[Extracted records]

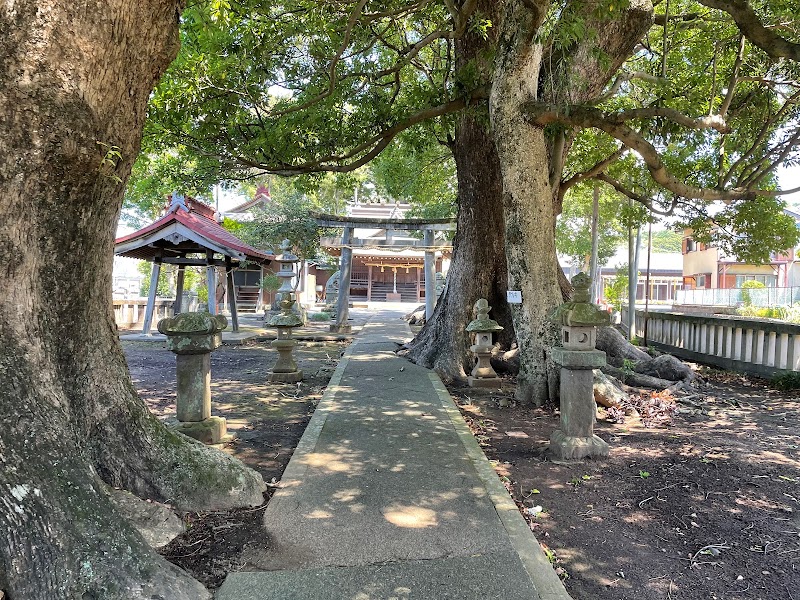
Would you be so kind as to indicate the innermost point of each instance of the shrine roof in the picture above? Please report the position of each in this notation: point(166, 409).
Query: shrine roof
point(189, 227)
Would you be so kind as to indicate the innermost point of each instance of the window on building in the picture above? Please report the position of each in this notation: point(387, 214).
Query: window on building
point(767, 280)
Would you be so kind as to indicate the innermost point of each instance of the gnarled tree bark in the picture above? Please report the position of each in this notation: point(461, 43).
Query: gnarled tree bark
point(74, 83)
point(478, 269)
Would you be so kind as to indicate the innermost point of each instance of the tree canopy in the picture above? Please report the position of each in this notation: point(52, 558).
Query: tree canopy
point(297, 87)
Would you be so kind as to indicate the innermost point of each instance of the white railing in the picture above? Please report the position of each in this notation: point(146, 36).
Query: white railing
point(756, 346)
point(774, 296)
point(130, 313)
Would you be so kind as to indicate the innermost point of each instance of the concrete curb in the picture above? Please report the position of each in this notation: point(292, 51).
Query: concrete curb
point(308, 441)
point(539, 569)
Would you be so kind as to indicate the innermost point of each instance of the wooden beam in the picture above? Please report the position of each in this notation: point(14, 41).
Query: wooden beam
point(231, 294)
point(193, 262)
point(179, 290)
point(151, 297)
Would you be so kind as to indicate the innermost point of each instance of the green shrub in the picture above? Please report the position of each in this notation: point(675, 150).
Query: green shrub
point(787, 381)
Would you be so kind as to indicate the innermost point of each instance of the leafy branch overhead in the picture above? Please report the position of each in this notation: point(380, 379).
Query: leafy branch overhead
point(675, 107)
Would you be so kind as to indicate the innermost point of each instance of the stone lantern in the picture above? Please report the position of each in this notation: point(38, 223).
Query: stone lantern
point(579, 319)
point(285, 369)
point(192, 337)
point(482, 374)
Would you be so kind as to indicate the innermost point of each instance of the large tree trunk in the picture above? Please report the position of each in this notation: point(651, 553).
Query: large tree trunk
point(74, 85)
point(532, 160)
point(478, 269)
point(527, 201)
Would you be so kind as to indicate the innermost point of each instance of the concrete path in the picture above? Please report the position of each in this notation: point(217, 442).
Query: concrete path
point(389, 496)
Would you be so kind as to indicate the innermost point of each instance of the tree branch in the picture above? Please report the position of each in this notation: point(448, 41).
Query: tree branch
point(354, 158)
point(593, 171)
point(614, 125)
point(750, 25)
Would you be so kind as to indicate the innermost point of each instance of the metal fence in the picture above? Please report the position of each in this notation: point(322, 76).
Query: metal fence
point(761, 347)
point(771, 296)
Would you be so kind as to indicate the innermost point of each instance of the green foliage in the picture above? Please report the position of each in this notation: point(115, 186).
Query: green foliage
point(762, 312)
point(750, 230)
point(155, 175)
point(302, 86)
point(750, 285)
point(787, 381)
point(574, 225)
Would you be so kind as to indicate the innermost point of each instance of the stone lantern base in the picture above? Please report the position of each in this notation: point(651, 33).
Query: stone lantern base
point(212, 430)
point(285, 370)
point(485, 382)
point(565, 447)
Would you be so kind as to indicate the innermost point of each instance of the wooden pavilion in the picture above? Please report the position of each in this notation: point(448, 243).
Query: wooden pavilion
point(190, 235)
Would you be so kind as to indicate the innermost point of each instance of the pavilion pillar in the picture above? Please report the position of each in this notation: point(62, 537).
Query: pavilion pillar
point(430, 275)
point(179, 290)
point(151, 296)
point(211, 282)
point(231, 294)
point(345, 270)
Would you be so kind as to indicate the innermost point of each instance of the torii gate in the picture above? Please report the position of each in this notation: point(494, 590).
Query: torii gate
point(348, 224)
point(189, 228)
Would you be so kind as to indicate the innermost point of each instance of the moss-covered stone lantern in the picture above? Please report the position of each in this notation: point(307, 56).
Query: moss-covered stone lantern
point(192, 336)
point(285, 369)
point(579, 319)
point(483, 375)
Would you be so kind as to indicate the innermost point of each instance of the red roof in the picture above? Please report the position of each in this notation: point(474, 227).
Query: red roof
point(198, 219)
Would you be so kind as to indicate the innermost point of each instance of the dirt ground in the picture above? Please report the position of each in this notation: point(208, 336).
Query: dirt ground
point(703, 506)
point(706, 507)
point(267, 420)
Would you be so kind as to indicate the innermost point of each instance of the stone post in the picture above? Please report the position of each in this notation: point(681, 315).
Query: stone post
point(345, 269)
point(483, 374)
point(193, 336)
point(579, 319)
point(430, 274)
point(285, 369)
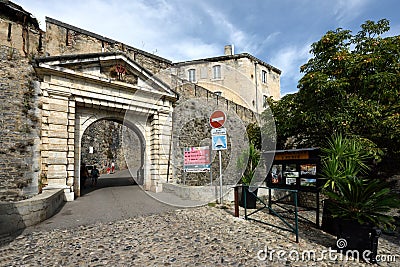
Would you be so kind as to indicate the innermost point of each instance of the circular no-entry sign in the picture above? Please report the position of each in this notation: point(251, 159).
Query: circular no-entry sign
point(217, 119)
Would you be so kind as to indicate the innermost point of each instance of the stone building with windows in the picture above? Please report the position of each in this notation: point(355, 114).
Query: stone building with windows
point(225, 75)
point(56, 83)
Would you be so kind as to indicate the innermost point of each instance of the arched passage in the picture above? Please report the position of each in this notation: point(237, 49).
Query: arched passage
point(129, 136)
point(108, 142)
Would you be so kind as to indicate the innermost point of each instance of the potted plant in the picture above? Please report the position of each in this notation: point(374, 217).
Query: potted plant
point(249, 159)
point(358, 204)
point(42, 182)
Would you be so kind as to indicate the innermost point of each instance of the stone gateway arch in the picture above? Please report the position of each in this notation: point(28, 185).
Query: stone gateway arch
point(77, 90)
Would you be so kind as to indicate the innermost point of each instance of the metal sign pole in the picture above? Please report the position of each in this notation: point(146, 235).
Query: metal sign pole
point(220, 176)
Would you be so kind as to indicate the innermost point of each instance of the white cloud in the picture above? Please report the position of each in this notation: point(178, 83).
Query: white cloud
point(348, 10)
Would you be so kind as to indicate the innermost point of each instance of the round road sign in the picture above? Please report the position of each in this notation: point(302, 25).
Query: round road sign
point(217, 119)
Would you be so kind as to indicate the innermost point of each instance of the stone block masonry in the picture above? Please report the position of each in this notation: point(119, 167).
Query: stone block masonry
point(18, 215)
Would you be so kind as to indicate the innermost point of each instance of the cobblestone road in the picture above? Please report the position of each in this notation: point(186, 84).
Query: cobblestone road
point(204, 236)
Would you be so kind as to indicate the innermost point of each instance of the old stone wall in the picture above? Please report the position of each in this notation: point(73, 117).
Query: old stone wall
point(106, 139)
point(65, 39)
point(191, 128)
point(19, 131)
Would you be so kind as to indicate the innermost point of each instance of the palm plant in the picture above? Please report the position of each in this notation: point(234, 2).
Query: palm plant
point(343, 157)
point(353, 196)
point(249, 159)
point(365, 201)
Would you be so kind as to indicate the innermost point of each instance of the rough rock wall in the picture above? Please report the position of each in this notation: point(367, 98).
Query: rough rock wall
point(191, 129)
point(65, 39)
point(106, 138)
point(19, 132)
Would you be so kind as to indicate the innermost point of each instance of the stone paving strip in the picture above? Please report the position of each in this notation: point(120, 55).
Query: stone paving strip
point(204, 236)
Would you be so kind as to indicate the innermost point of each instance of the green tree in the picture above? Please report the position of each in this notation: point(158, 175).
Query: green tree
point(351, 85)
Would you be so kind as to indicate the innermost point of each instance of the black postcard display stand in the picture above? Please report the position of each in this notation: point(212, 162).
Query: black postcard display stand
point(297, 169)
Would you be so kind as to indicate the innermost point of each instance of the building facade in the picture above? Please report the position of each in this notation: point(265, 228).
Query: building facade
point(225, 76)
point(56, 83)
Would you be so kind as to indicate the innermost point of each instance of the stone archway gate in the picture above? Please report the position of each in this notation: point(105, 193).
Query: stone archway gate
point(77, 90)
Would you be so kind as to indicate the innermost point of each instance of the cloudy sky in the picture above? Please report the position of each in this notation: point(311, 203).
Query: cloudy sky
point(278, 32)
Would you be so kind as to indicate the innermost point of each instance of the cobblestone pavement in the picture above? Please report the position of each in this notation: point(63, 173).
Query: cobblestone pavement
point(203, 236)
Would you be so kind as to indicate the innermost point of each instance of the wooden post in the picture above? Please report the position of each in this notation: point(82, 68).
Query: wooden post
point(236, 198)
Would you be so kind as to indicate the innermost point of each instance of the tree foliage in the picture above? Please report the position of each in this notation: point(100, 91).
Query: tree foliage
point(350, 85)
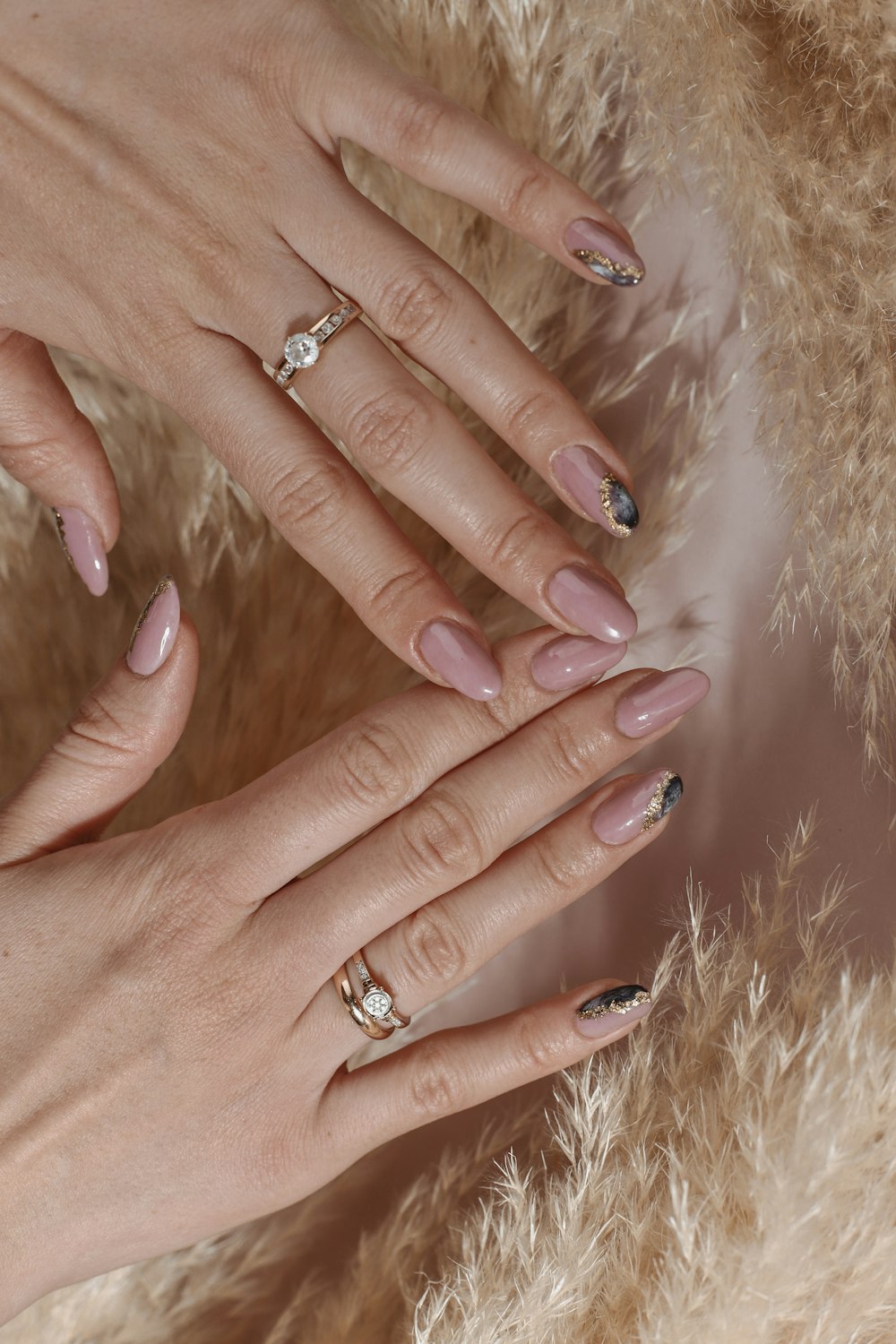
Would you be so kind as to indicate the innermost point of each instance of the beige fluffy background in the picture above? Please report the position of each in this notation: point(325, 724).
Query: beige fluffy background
point(732, 1175)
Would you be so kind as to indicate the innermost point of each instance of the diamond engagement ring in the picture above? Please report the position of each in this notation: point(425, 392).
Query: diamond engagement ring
point(304, 349)
point(374, 1012)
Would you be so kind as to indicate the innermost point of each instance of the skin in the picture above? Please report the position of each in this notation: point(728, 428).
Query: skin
point(174, 1050)
point(125, 131)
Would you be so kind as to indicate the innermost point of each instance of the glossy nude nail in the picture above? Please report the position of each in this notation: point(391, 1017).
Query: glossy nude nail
point(461, 660)
point(595, 489)
point(83, 548)
point(603, 253)
point(573, 660)
point(659, 699)
point(606, 1012)
point(592, 605)
point(156, 629)
point(637, 808)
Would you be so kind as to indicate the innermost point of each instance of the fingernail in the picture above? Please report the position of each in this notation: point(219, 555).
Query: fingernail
point(606, 1012)
point(659, 699)
point(156, 629)
point(637, 808)
point(461, 660)
point(595, 489)
point(573, 660)
point(592, 605)
point(83, 548)
point(603, 253)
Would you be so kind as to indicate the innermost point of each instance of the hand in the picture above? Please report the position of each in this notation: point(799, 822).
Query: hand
point(175, 206)
point(172, 1045)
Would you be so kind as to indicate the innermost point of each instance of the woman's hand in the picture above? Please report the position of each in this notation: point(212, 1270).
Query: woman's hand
point(172, 1043)
point(175, 206)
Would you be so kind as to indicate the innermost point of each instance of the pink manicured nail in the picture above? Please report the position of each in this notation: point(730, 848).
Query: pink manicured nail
point(573, 660)
point(83, 548)
point(592, 605)
point(595, 489)
point(659, 699)
point(603, 253)
point(461, 660)
point(637, 808)
point(607, 1012)
point(156, 629)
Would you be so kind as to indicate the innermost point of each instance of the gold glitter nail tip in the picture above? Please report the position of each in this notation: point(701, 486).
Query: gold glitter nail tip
point(619, 1000)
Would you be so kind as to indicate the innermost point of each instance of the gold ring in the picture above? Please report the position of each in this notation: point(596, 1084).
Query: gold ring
point(374, 1012)
point(304, 349)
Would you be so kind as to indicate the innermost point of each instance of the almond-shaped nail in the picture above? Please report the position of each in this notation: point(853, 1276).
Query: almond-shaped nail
point(637, 808)
point(589, 602)
point(659, 699)
point(461, 660)
point(603, 253)
point(573, 660)
point(83, 550)
point(608, 1011)
point(156, 629)
point(595, 489)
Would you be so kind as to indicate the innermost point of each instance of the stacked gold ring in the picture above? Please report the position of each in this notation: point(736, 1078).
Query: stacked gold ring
point(375, 1011)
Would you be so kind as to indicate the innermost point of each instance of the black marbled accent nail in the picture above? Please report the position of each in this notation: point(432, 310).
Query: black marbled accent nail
point(618, 505)
point(619, 1000)
point(665, 796)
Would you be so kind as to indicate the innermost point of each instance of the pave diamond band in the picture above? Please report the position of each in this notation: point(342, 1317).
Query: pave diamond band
point(374, 1012)
point(303, 349)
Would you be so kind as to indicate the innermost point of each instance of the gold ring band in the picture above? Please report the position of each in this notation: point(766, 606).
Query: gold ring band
point(303, 349)
point(375, 1011)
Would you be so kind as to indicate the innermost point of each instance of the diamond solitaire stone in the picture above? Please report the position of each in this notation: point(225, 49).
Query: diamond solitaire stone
point(376, 1003)
point(301, 349)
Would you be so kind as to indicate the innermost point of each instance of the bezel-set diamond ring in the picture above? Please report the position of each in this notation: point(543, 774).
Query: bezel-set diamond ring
point(303, 349)
point(375, 1011)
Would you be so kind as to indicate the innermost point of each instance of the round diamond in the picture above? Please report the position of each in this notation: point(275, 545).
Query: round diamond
point(301, 349)
point(376, 1003)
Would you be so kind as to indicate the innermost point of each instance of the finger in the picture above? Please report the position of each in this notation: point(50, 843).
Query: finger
point(446, 941)
point(413, 445)
point(446, 327)
point(126, 726)
point(373, 766)
point(455, 1069)
point(444, 145)
point(328, 513)
point(463, 823)
point(53, 449)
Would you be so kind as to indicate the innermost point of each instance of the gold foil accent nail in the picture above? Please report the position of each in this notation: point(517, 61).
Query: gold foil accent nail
point(654, 806)
point(606, 504)
point(164, 583)
point(618, 1005)
point(625, 269)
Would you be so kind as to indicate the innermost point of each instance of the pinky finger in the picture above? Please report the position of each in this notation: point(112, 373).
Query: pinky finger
point(455, 1069)
point(50, 446)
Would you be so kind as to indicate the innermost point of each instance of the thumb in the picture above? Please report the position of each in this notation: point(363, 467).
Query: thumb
point(53, 449)
point(126, 726)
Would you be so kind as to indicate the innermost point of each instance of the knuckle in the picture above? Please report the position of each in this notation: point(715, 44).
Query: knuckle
point(416, 117)
point(309, 502)
point(392, 596)
point(375, 765)
point(570, 754)
point(435, 952)
point(99, 733)
point(441, 839)
point(389, 432)
point(527, 417)
point(438, 1086)
point(535, 1048)
point(524, 195)
point(513, 543)
point(414, 306)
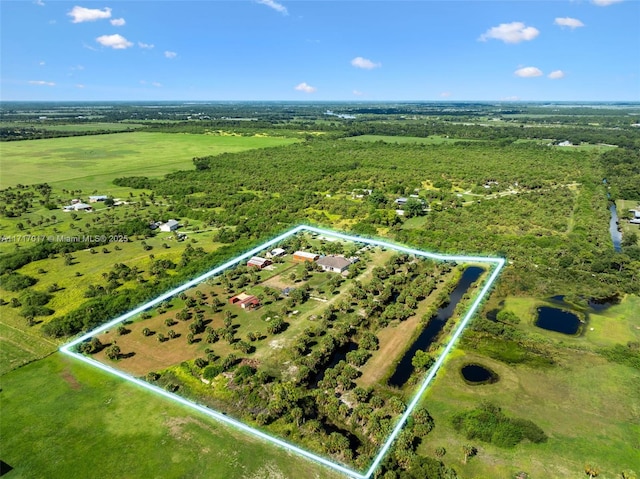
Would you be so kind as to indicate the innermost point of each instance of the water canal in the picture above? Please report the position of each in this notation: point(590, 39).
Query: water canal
point(434, 327)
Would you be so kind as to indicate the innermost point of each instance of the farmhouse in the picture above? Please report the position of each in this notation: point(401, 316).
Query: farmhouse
point(169, 226)
point(335, 264)
point(77, 207)
point(259, 262)
point(245, 301)
point(304, 256)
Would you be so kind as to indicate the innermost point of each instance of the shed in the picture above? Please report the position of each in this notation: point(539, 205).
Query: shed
point(169, 226)
point(259, 262)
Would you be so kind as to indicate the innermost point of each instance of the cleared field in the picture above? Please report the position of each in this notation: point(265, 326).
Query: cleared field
point(430, 140)
point(92, 162)
point(74, 127)
point(90, 424)
point(18, 347)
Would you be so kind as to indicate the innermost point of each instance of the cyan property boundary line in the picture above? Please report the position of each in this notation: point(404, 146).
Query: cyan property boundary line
point(497, 262)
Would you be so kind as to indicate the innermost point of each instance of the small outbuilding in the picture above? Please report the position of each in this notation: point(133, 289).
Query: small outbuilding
point(304, 256)
point(258, 262)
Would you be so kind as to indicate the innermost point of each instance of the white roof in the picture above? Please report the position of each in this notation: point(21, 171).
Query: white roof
point(304, 254)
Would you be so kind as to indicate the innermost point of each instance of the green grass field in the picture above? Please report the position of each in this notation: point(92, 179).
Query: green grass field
point(587, 406)
point(430, 140)
point(62, 418)
point(92, 162)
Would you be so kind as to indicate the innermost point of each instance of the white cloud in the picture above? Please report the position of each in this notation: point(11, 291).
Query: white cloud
point(305, 87)
point(514, 32)
point(41, 83)
point(556, 75)
point(116, 41)
point(365, 63)
point(81, 14)
point(528, 72)
point(568, 22)
point(275, 5)
point(605, 3)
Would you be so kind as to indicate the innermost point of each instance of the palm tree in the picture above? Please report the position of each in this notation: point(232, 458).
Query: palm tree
point(468, 451)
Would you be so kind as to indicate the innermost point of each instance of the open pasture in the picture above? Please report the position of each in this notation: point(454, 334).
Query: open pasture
point(90, 424)
point(92, 162)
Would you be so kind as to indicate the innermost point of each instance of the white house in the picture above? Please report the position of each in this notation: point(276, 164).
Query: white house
point(335, 264)
point(169, 226)
point(77, 207)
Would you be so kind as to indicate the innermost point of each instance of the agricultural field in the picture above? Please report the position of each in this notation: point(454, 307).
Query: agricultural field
point(94, 161)
point(87, 416)
point(262, 342)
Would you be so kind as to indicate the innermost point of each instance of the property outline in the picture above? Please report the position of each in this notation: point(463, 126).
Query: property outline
point(498, 262)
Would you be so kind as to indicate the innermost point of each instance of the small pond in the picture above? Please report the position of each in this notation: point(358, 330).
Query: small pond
point(475, 374)
point(558, 320)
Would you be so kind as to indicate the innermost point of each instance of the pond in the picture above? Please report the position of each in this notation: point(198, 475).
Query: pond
point(475, 374)
point(558, 320)
point(436, 324)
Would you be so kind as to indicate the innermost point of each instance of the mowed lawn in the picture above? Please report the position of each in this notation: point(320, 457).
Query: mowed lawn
point(92, 162)
point(62, 418)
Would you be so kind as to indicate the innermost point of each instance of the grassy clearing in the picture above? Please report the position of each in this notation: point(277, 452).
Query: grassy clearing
point(615, 325)
point(587, 406)
point(93, 425)
point(586, 398)
point(92, 162)
point(430, 140)
point(18, 347)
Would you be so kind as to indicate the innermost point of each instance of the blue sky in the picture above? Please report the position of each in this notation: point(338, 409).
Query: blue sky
point(573, 50)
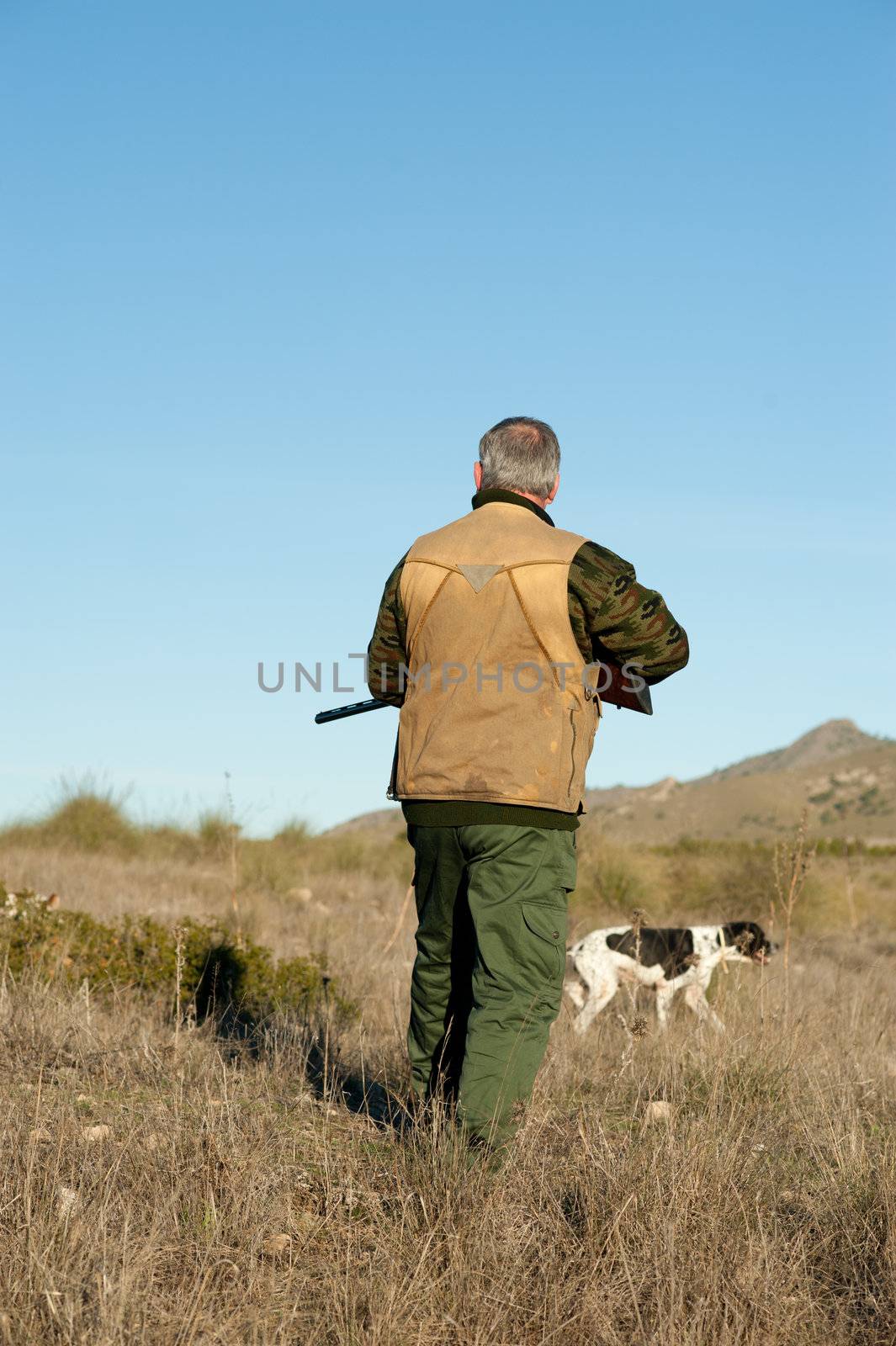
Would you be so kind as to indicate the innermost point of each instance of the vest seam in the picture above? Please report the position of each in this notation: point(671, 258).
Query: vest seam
point(534, 633)
point(426, 614)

Exercise aim: Give again exactly, and only, the lines above starting at the one with "Query: shed" and ending at the one with "notation: point(404, 146).".

Answer for the task:
Query: shed
point(169, 226)
point(259, 262)
Would you be so kind as to indicate the innermost point of each instance of the cleared field in the picture above? Please report the position of each in this notation: point(265, 326).
Query: cleared field
point(430, 140)
point(92, 162)
point(74, 127)
point(90, 424)
point(18, 347)
Would you be so kind as to indicate the innermost point of each instance of the cyan property boundary line in the picture above? Please report the position of each in this notation: point(404, 146).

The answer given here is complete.